Página:
::::::::

Também é utilizada em naipes de orquestra, em óperas de Lully, Charpentier,

Purcell e Handel. Na obra de Handel ela aparece em sonatas e trio sonatas. Encontra-se

também flautas doces nas cantatas de Bach e nos concertos de Brandenburgo número 2

e 4. Nos concertos de Vivaldi temos exemplo do virtuosismo da flauta doce no barroco.

Hunt menciona alguns compositores menos conhecidos contemporâneos de Purcell que

fizeram uso da flauta doce em sonatas, duetos e trio sonatas: seu irmão Daniel Purcell,

Dr. Blow, Godfrey Finger, John Banister e James Paisible (HUNT, 1977: 52).

Com a ajuda da família Hoteterre, a flauta doce passa por uma série de

modificações em sua construção para aumentar sua extensão e refinar seu timbre. As

composições do Barroco para flauta doce são extremamente virtuosísticas, exigindo do

instrumentista, agora aproveitando as maiores possibilidades do instrumento, maior

aprimoramento técnico.

::::::::

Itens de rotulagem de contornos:
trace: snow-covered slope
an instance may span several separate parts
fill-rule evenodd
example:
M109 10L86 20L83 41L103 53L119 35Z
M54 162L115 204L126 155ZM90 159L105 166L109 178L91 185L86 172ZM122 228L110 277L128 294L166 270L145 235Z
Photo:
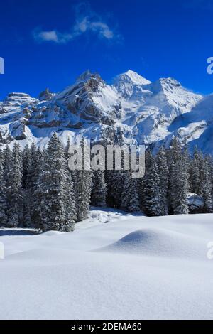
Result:
M74 232L0 230L0 318L212 319L212 218L97 208Z
M64 143L81 136L111 142L119 133L127 142L157 148L178 135L213 153L212 101L171 77L151 82L129 70L110 85L87 71L58 94L46 90L38 99L9 95L0 102L0 144L18 140L43 146L56 131Z

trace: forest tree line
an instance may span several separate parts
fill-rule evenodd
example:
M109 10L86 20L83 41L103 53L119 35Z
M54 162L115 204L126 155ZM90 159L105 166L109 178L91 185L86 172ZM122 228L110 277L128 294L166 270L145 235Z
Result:
M175 137L155 156L146 152L146 172L70 171L70 143L64 148L54 134L46 149L18 143L0 152L0 227L72 231L89 206L113 207L148 216L189 213L188 193L203 199L212 212L213 163L195 147L192 156Z

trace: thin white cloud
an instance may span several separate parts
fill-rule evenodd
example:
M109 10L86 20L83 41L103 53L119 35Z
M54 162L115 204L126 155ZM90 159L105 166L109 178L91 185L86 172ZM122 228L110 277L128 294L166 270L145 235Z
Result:
M57 30L43 31L37 28L33 33L34 39L39 43L53 42L62 44L89 32L96 34L99 38L108 41L120 39L121 36L116 34L99 15L92 11L87 4L80 4L75 11L75 23L70 32L61 33Z

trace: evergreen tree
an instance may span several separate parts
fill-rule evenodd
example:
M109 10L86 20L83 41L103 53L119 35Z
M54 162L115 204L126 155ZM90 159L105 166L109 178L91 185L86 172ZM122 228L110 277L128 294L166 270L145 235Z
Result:
M205 157L200 163L200 188L202 196L204 199L204 212L212 212L212 173L211 164L209 158Z
M11 158L9 163L9 158ZM22 158L19 144L15 143L11 154L6 149L6 196L7 226L17 227L22 223L23 218L23 190L22 190Z
M4 168L0 160L0 227L4 227L6 225L7 217L6 210L6 185L4 175Z
M169 169L168 166L166 151L162 146L157 155L156 163L158 168L159 176L159 199L160 215L168 215L168 186L169 186Z
M140 211L138 179L133 178L131 172L126 172L126 181L121 196L121 208L129 212Z
M65 151L54 134L43 158L36 191L40 227L43 231L73 230L75 203L70 198L70 186Z
M92 177L91 204L93 206L106 207L106 185L103 171L95 171Z
M83 169L82 171L75 171L75 193L77 200L77 220L78 222L84 220L88 217L90 206L92 187L92 172L86 170L86 165L90 166L90 161L85 156L84 141L80 144L83 153Z
M160 177L155 158L151 152L146 155L147 163L143 180L143 205L149 216L160 215Z
M189 213L187 193L188 173L185 160L179 157L172 164L170 178L170 203L174 215Z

::::::::

Tarefas a concluir:
1. Repita o trecho do texto sobre a flauta doce no Barroco, começando em "fizeram uso da" e terminando em "aprimoramento técnico.".
2. Segundo o texto sobre a flauta doce no Barroco, com a ajuda de qual família o instrumento passou por modificações em sua construção?

Resultados em ordem:
1.
fizeram uso da flauta doce em sonatas, duetos e trio sonatas: seu irmão Daniel Purcell,

Dr. Blow, Godfrey Finger, John Banister e James Paisible (HUNT, 1977: 52).

Com a ajuda da família Hoteterre, a flauta doce passa por uma série de

modificações em sua construção para aumentar sua extensão e refinar seu timbre. As

composições do Barroco para flauta doce são extremamente virtuosísticas, exigindo do

instrumentista, agora aproveitando as maiores possibilidades do instrumento, maior

aprimoramento técnico.

2. Com a ajuda da família Hoteterre.